▶ **REQUIRED TASK 1**:
From the Athena view thread, extract the passage starting at "Nikitas Bompolias" and ending at "directly access views.".
▶ **REQUIRED TASK 2**:
Summarize the Athena view thread in three sentences.

-- begin EXCERPTED TEXT --

I'm trying to use an Athena View as a data source to my AWS Glue Job. The error message I'm getting while trying to run the Glue job is about the classification of the view. What can I define it as? Thank you
Asked
Active
Viewed 5,414 times
9

Akira Yamamoto
- 4,685
- 4
- 42
- 43

Nikitas Bompolias
- 113
- 1
- 7
-
The only workaround I could find so far is using the Filter class: https://docs.aws.amazon.com/glue/latest/dg/aws-glue-api-crawler-pyspark-transforms-filter.html In my case I am using the view to filter some data. – Akira Yamamoto Jan 21 '19 at 05:53
-
I found another way of using a SQL query in AWS Glue: https://stackoverflow.com/a/45824735/475876 – Akira Yamamoto Feb 07 '19 at 05:14
1 Answers
13
You can by using the Athena JDBC driver. This approach circumvents the catalog, as only Athena (and not Glue as of 25-Jan-2019) can directly access views.
- Download the driver and store the jar to an S3 bucket.
- Specify the S3 path to the driver as a dependent jar in your job definition.
- Load the data into a dynamic frame using the code below (using an IAM user with permission to run Athena queries).
from awsglue.dynamicframe import DynamicFrame
# ...
athena_view_dataframe = (
glueContext.read.format("jdbc")
.option("user", "[IAM user access key]")
.option("password", "[IAM user secret access key]")
.option("driver", "com.simba.athena.jdbc.Driver")
.option("url", "jdbc:awsathena://athena.us-east-1.amazonaws.com:443")
.option("dbtable", "my_database.my_athena_view")
.option("S3OutputLocation","s3://bucket/temp/folder") # CSVs/metadata dumped here on load
.load()
)
athena_view_datasource = DynamicFrame.fromDF(athena_view_dataframe, glueContext, "athena_view_source")
The driver docs (pdf) provide alternatives to IAM user auth (e.g. SAML, custom provider).

-- end EXCERPTED TEXT --
-- begin DATASET --

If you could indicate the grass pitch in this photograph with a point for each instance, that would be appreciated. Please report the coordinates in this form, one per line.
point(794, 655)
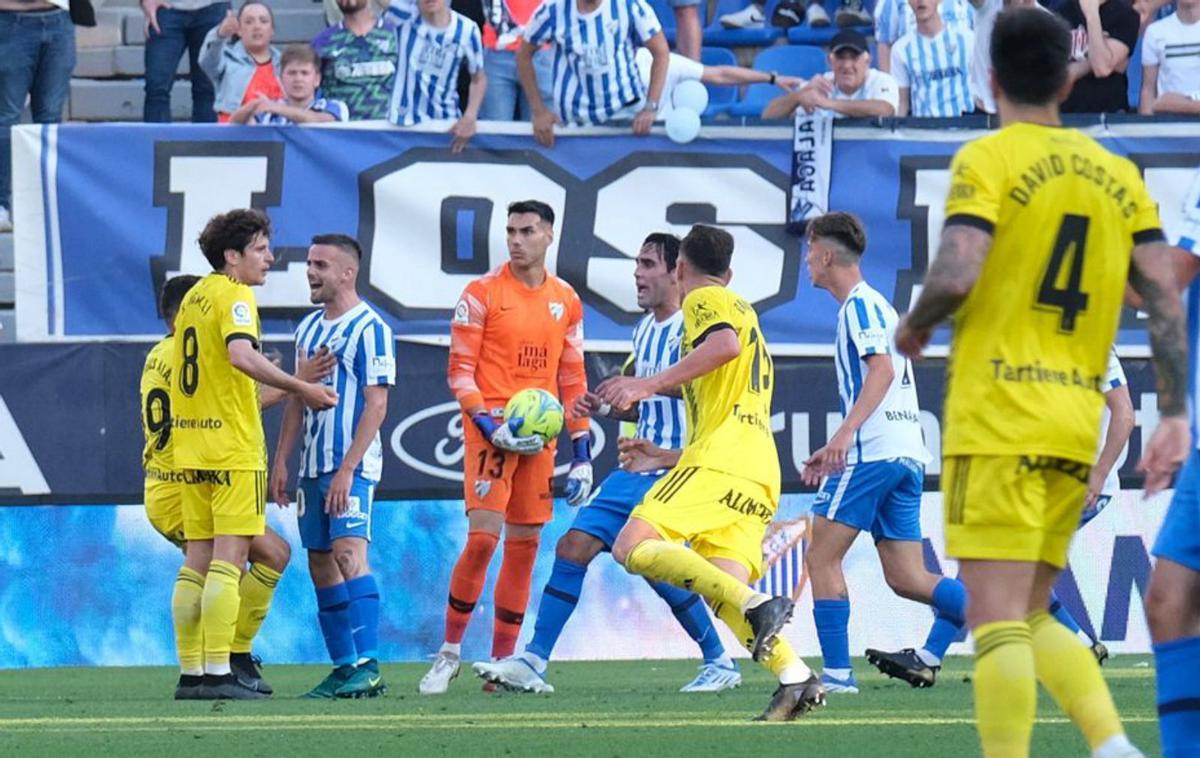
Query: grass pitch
point(629, 708)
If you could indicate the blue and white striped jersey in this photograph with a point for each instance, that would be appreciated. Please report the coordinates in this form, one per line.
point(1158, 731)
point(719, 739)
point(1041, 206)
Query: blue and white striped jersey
point(660, 419)
point(366, 356)
point(595, 76)
point(936, 71)
point(867, 325)
point(335, 108)
point(429, 62)
point(894, 18)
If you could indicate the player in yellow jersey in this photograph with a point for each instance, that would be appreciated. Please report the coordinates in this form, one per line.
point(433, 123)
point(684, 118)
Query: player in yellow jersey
point(163, 493)
point(1033, 262)
point(217, 428)
point(724, 491)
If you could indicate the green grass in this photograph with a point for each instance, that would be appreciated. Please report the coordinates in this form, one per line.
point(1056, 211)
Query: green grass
point(600, 709)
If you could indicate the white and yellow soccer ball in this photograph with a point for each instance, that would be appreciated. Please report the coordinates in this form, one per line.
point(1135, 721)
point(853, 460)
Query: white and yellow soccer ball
point(540, 410)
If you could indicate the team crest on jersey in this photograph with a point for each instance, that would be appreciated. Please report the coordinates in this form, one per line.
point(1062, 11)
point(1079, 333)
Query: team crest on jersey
point(241, 314)
point(483, 487)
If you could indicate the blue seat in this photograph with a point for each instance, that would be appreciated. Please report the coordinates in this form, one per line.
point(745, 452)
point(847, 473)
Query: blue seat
point(795, 60)
point(1133, 73)
point(720, 96)
point(666, 17)
point(719, 36)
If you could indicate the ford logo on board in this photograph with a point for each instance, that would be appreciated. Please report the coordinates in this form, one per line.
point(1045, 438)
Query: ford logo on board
point(431, 441)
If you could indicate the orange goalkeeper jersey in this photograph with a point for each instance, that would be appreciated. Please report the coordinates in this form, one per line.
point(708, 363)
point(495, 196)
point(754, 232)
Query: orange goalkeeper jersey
point(507, 337)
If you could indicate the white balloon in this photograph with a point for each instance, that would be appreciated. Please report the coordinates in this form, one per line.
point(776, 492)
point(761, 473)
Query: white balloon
point(691, 95)
point(683, 125)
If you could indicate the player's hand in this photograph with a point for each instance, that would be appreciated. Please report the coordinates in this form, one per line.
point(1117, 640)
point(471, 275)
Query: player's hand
point(318, 396)
point(643, 121)
point(589, 404)
point(623, 392)
point(1095, 485)
point(150, 10)
point(463, 130)
point(505, 438)
point(637, 456)
point(317, 367)
point(544, 127)
point(911, 341)
point(337, 499)
point(829, 459)
point(1168, 449)
point(228, 26)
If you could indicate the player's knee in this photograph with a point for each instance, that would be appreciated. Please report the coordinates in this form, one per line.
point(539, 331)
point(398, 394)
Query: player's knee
point(349, 563)
point(577, 547)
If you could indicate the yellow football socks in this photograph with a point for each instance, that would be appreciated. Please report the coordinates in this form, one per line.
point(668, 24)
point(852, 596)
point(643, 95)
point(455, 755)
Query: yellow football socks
point(681, 566)
point(219, 613)
point(783, 661)
point(1006, 689)
point(1069, 672)
point(185, 612)
point(256, 589)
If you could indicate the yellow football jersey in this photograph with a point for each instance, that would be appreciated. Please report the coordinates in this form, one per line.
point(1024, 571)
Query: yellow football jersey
point(217, 422)
point(729, 409)
point(155, 389)
point(1031, 342)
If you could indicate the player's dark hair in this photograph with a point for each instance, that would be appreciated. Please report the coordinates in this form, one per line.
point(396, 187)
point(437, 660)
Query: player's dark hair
point(708, 248)
point(262, 2)
point(173, 292)
point(667, 246)
point(845, 229)
point(1030, 53)
point(533, 206)
point(301, 53)
point(232, 230)
point(343, 242)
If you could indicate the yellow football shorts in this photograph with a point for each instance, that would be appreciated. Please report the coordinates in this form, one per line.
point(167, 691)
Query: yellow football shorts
point(719, 515)
point(225, 503)
point(1012, 507)
point(165, 505)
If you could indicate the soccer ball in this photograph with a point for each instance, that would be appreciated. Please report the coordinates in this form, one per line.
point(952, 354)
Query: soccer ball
point(540, 410)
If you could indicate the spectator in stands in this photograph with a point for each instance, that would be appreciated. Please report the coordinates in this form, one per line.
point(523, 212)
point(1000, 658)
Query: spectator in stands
point(981, 61)
point(851, 88)
point(595, 76)
point(1103, 34)
point(682, 68)
point(435, 43)
point(1170, 62)
point(895, 18)
point(300, 72)
point(504, 100)
point(240, 60)
point(931, 66)
point(37, 54)
point(358, 60)
point(172, 26)
point(688, 32)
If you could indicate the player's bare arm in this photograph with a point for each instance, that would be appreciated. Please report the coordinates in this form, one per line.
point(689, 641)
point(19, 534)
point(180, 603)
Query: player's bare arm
point(1121, 422)
point(637, 455)
point(373, 411)
point(251, 362)
point(832, 457)
point(948, 282)
point(1152, 276)
point(718, 349)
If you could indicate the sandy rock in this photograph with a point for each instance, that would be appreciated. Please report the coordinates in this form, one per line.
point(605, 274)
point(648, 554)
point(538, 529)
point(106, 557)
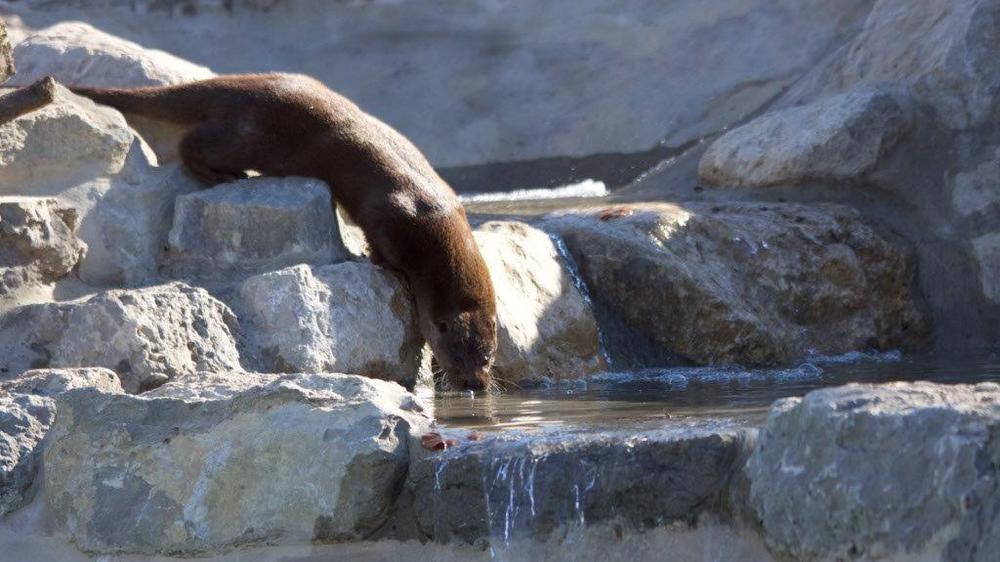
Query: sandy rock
point(746, 283)
point(38, 245)
point(349, 317)
point(546, 330)
point(836, 139)
point(978, 190)
point(52, 382)
point(24, 420)
point(252, 226)
point(943, 50)
point(304, 457)
point(986, 251)
point(147, 336)
point(890, 471)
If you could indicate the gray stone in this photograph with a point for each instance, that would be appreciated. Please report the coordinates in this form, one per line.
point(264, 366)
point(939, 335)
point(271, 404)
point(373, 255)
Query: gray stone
point(546, 330)
point(943, 50)
point(746, 283)
point(302, 458)
point(38, 245)
point(837, 139)
point(52, 382)
point(24, 420)
point(147, 336)
point(252, 226)
point(349, 317)
point(894, 471)
point(507, 487)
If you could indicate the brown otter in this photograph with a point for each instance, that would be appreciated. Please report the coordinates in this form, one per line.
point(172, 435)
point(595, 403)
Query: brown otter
point(293, 125)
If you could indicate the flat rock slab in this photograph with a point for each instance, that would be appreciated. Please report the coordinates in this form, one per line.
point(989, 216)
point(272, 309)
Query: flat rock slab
point(746, 283)
point(837, 139)
point(252, 226)
point(147, 336)
point(294, 459)
point(878, 471)
point(506, 487)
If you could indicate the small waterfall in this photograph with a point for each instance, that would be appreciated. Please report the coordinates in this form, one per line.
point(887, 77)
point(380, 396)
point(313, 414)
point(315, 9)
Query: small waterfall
point(581, 285)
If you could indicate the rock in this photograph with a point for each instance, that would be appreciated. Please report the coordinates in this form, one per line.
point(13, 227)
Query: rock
point(302, 458)
point(147, 336)
point(38, 245)
point(838, 139)
point(986, 250)
point(78, 54)
point(504, 487)
point(24, 420)
point(253, 226)
point(891, 471)
point(6, 60)
point(52, 382)
point(546, 330)
point(86, 156)
point(746, 283)
point(978, 190)
point(943, 50)
point(349, 317)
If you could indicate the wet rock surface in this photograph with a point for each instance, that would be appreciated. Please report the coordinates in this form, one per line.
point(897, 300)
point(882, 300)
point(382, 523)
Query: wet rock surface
point(300, 458)
point(876, 472)
point(745, 283)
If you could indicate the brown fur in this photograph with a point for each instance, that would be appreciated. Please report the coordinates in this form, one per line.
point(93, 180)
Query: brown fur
point(292, 125)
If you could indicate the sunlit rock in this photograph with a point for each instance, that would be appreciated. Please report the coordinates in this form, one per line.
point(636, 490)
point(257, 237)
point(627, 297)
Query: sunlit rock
point(837, 139)
point(876, 472)
point(301, 458)
point(147, 336)
point(746, 283)
point(350, 317)
point(546, 330)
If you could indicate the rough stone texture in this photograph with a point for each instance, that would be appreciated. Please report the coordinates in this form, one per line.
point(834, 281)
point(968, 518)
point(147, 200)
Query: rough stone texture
point(305, 457)
point(546, 329)
point(24, 419)
point(873, 472)
point(978, 190)
point(943, 50)
point(147, 336)
point(6, 60)
point(52, 382)
point(87, 157)
point(508, 487)
point(349, 317)
point(747, 283)
point(986, 250)
point(37, 242)
point(840, 138)
point(252, 226)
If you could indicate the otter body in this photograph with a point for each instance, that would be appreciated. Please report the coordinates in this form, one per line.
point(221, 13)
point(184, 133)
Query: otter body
point(293, 125)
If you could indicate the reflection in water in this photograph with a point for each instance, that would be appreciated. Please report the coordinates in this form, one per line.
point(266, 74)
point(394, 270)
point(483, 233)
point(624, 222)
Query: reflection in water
point(658, 397)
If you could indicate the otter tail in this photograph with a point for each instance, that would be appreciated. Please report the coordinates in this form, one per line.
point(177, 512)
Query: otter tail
point(183, 104)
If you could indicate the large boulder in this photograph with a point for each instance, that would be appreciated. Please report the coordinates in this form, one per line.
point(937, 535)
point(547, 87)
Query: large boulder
point(746, 283)
point(943, 50)
point(351, 317)
point(24, 420)
point(300, 458)
point(252, 226)
point(38, 244)
point(895, 471)
point(147, 336)
point(838, 139)
point(87, 157)
point(546, 329)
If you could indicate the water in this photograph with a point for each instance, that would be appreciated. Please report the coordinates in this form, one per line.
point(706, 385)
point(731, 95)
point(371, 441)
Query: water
point(661, 397)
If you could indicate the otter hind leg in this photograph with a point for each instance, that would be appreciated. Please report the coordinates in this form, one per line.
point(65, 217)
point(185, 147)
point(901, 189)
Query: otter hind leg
point(215, 154)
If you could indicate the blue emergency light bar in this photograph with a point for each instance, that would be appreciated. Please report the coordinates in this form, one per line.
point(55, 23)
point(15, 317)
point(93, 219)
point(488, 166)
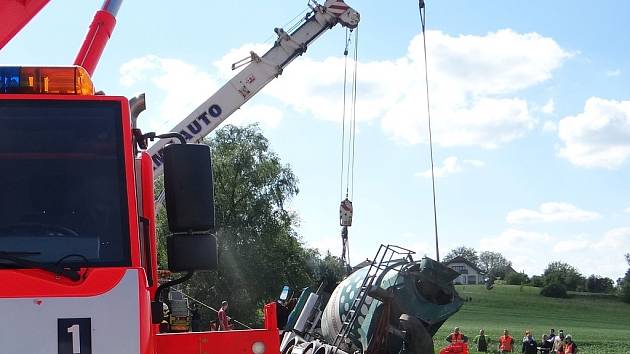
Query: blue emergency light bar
point(67, 80)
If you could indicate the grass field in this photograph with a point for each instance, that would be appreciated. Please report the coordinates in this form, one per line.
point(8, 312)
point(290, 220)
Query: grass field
point(599, 325)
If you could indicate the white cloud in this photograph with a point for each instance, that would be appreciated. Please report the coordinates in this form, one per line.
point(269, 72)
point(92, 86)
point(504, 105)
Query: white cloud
point(599, 136)
point(548, 107)
point(533, 251)
point(475, 82)
point(550, 212)
point(550, 126)
point(451, 165)
point(475, 163)
point(613, 73)
point(267, 116)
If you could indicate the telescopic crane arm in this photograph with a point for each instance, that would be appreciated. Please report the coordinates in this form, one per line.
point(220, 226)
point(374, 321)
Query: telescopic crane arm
point(260, 71)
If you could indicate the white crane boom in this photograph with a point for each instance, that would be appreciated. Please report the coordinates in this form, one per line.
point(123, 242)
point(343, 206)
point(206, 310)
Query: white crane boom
point(258, 73)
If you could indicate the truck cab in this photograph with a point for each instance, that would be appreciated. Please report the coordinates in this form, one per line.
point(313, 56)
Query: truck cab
point(77, 222)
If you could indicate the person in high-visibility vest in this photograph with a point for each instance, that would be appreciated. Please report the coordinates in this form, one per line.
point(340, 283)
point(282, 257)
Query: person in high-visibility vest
point(570, 347)
point(456, 337)
point(506, 342)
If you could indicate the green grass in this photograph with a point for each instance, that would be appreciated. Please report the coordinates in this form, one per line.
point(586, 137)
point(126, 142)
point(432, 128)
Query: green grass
point(599, 325)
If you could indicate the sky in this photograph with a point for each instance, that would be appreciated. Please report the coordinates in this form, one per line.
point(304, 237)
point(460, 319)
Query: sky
point(530, 110)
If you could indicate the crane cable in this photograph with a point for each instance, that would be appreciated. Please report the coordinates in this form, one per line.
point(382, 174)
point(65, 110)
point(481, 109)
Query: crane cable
point(423, 15)
point(347, 167)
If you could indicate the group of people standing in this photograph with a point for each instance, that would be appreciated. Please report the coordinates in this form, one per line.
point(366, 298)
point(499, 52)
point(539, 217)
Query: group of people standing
point(549, 343)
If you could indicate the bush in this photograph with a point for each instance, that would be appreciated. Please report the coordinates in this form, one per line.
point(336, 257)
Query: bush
point(537, 281)
point(514, 278)
point(556, 290)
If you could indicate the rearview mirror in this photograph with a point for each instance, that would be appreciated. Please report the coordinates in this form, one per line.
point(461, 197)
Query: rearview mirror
point(188, 188)
point(284, 295)
point(189, 207)
point(191, 252)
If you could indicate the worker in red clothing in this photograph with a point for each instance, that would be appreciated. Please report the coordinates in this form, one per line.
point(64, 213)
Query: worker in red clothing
point(458, 343)
point(570, 347)
point(506, 342)
point(222, 317)
point(456, 337)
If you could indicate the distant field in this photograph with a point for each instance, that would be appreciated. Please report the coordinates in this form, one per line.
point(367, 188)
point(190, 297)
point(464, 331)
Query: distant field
point(599, 325)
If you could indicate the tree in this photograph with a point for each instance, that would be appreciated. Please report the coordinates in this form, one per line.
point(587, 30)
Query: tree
point(468, 253)
point(563, 273)
point(537, 281)
point(493, 263)
point(259, 251)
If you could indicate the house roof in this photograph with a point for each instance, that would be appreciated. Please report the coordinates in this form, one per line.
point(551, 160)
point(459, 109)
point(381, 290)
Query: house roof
point(460, 259)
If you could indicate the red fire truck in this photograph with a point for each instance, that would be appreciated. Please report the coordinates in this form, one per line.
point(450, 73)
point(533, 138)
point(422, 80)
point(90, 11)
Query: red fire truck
point(77, 218)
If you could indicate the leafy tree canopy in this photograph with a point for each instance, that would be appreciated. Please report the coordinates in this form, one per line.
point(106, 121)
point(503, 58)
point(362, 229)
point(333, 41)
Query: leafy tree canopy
point(259, 249)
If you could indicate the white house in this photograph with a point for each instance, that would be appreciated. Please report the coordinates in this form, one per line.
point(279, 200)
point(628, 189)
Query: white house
point(470, 274)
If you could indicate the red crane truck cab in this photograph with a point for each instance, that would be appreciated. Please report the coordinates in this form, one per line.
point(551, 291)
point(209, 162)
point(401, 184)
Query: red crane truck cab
point(77, 224)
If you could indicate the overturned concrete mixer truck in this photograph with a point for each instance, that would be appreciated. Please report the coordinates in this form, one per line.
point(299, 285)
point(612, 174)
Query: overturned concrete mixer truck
point(392, 305)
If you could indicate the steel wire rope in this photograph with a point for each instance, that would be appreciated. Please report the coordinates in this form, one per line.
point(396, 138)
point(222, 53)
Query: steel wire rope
point(423, 14)
point(354, 107)
point(343, 115)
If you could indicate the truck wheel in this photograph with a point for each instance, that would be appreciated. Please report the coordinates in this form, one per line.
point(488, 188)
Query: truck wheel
point(419, 340)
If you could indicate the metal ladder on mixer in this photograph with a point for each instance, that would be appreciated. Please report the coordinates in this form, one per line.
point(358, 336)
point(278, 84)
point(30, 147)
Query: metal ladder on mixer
point(384, 256)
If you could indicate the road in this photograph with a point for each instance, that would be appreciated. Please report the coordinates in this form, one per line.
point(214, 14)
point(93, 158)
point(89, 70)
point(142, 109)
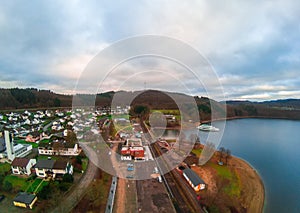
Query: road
point(179, 190)
point(74, 196)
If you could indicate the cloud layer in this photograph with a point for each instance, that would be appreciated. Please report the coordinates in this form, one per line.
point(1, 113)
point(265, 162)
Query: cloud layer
point(254, 46)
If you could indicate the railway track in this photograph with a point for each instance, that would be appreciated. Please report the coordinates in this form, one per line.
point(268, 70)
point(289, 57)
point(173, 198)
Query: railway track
point(182, 197)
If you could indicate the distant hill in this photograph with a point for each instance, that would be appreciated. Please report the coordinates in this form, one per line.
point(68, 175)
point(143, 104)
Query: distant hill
point(15, 98)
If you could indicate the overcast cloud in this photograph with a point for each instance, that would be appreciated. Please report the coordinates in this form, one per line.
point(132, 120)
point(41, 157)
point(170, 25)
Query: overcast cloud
point(254, 46)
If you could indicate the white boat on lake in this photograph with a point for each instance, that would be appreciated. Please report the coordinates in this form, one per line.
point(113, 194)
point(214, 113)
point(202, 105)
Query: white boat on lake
point(208, 128)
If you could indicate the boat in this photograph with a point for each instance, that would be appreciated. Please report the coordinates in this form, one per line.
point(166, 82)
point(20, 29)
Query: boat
point(208, 128)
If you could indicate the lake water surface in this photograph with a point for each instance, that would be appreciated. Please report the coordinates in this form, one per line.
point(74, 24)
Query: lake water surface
point(272, 147)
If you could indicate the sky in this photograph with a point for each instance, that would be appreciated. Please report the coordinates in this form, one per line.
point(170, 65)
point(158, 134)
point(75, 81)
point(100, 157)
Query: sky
point(253, 46)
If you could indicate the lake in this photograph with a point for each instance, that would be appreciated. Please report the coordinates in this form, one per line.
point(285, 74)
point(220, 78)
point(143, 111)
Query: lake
point(272, 147)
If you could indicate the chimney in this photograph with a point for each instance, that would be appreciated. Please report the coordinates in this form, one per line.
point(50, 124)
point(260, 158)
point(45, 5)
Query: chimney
point(9, 145)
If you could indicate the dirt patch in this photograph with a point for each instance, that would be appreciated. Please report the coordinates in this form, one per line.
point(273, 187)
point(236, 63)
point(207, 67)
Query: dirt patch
point(252, 192)
point(235, 187)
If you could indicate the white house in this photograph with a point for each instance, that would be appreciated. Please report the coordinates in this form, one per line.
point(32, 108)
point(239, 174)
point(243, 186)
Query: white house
point(21, 166)
point(51, 168)
point(48, 149)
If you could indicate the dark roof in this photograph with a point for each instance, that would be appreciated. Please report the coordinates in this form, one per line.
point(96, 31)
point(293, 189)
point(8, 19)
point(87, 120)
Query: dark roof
point(44, 164)
point(24, 197)
point(60, 165)
point(193, 177)
point(21, 162)
point(2, 144)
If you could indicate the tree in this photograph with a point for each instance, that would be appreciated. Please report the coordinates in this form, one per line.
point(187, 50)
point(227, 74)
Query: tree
point(71, 137)
point(79, 159)
point(45, 193)
point(7, 186)
point(221, 153)
point(228, 155)
point(57, 147)
point(68, 178)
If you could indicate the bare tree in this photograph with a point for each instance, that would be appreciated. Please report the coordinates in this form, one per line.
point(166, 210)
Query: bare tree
point(228, 155)
point(221, 153)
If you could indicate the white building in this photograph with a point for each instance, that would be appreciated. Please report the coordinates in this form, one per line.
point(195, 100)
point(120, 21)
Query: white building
point(12, 151)
point(48, 149)
point(22, 166)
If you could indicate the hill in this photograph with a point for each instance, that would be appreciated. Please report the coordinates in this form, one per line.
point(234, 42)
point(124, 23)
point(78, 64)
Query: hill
point(15, 98)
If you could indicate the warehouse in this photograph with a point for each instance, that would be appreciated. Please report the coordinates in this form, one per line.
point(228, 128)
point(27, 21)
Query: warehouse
point(193, 179)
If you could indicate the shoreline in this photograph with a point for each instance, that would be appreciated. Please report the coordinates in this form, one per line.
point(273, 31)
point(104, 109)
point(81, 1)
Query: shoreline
point(257, 203)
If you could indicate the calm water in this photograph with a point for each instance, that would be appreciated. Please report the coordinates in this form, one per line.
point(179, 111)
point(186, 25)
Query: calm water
point(272, 147)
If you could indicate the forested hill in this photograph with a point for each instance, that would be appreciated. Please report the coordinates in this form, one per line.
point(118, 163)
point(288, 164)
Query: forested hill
point(16, 98)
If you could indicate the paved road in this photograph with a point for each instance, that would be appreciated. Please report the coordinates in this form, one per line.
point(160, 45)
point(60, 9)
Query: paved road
point(75, 195)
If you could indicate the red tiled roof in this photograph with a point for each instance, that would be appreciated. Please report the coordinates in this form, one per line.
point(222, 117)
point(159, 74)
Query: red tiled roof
point(60, 165)
point(20, 162)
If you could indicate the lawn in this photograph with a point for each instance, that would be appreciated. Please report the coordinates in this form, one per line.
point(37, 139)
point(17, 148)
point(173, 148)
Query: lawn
point(21, 141)
point(4, 167)
point(84, 163)
point(233, 187)
point(197, 152)
point(17, 182)
point(45, 141)
point(41, 157)
point(36, 183)
point(167, 111)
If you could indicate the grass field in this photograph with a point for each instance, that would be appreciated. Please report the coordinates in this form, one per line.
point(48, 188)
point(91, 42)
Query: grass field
point(21, 141)
point(4, 167)
point(197, 152)
point(32, 188)
point(233, 187)
point(17, 182)
point(85, 162)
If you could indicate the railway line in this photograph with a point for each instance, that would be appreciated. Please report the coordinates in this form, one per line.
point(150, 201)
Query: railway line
point(183, 199)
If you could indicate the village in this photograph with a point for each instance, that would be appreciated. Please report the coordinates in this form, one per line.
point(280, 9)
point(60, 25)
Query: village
point(41, 151)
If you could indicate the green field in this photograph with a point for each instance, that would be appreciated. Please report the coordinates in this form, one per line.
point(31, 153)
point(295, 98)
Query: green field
point(22, 141)
point(4, 167)
point(32, 188)
point(85, 162)
point(233, 187)
point(197, 152)
point(18, 184)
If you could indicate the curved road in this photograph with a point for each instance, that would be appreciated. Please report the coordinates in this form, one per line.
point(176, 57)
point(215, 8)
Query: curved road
point(74, 196)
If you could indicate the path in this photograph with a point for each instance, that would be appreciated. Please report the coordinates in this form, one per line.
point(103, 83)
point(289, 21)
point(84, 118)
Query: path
point(74, 196)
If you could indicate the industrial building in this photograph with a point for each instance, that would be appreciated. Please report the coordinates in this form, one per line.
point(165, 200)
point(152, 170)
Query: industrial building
point(193, 179)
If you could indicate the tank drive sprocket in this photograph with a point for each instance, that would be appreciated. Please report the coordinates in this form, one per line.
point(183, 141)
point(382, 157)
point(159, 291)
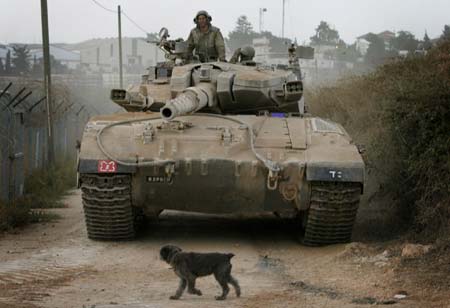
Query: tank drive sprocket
point(107, 206)
point(332, 213)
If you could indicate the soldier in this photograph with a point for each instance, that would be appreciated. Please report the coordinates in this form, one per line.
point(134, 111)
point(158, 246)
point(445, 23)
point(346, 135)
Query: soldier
point(206, 40)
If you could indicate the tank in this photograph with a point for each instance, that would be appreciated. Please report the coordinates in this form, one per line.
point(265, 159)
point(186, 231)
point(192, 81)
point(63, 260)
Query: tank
point(218, 138)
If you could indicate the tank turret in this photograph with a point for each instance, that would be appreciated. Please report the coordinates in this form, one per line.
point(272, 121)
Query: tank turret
point(182, 85)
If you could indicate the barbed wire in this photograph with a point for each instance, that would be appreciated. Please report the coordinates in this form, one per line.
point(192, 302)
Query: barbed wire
point(103, 7)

-- end DATASET --

▶ **FINAL ANSWER 1**:
Nikitas Bompolias
- 113
- 1
- 7
-
The only workaround I could find so far is using the Filter class: https://docs.aws.amazon.com/glue/latest/dg/aws-glue-api-crawler-pyspark-transforms-filter.html In my case I am using the view to filter some data. – Akira Yamamoto Jan 21 '19 at 05:53
-
I found another way of using a SQL query in AWS Glue: https://stackoverflow.com/a/45824735/475876 – Akira Yamamoto Feb 07 '19 at 05:14
1 Answers
13
You can by using the Athena JDBC driver. This approach circumvents the catalog, as only Athena (and not Glue as of 25-Jan-2019) can directly access views.

▶ **FINAL ANSWER 2**:
The question asks how to use an Athena view as a data source for an AWS Glue job, since running the job produces an error about the view's classification. The answer proposes the Athena JDBC driver, which circumvents the catalog because only Athena, and not Glue as of 25-Jan-2019, can directly access views. The steps are to store the driver jar in an S3 bucket, specify that S3 path as a dependent jar in the job definition, and load the data into a dynamic frame using an IAM user with permission to run Athena queries.